* [LISTING]
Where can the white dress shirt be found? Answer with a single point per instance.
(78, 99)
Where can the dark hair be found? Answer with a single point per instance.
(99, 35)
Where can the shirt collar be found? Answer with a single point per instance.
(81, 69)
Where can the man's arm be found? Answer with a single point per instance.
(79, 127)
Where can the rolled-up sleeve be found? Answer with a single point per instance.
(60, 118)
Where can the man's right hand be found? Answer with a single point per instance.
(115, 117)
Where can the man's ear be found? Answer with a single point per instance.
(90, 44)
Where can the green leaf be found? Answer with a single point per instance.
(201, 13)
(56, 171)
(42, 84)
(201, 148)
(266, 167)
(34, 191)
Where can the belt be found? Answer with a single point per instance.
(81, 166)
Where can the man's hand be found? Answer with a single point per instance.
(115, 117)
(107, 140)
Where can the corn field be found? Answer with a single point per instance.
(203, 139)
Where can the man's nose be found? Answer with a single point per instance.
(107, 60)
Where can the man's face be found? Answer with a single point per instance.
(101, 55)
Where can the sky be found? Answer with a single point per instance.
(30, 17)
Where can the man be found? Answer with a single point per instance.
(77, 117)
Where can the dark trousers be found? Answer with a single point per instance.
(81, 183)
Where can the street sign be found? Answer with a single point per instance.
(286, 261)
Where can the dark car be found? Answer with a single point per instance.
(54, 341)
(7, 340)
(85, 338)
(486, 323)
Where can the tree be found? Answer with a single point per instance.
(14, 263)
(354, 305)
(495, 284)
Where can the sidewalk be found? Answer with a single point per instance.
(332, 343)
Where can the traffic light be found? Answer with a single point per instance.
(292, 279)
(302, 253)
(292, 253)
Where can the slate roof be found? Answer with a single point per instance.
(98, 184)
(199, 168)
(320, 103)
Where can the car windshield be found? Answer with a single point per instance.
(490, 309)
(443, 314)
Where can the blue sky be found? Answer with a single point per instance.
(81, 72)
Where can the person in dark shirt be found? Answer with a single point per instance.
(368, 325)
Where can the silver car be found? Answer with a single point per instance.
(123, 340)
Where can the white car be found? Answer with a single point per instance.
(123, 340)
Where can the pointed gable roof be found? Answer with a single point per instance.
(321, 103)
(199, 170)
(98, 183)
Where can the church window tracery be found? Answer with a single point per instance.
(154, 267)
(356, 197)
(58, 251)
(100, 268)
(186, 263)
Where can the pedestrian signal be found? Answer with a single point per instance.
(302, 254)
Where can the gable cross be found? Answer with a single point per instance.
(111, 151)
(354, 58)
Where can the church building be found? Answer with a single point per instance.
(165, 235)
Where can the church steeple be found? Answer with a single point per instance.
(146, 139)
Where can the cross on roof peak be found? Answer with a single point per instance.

* [WHAT IS REQUIRED]
Return, word for word, everything from the line containing "Where can the church building" down to the end of the entries above.

* [ANSWER BELOW]
Where can the church building be found? Answer with a single point per instance.
(165, 235)
Where can the church steeple be found? Answer with a single point per instance.
(146, 139)
Where can the cross on roof peak be found? Answer with a single point per instance.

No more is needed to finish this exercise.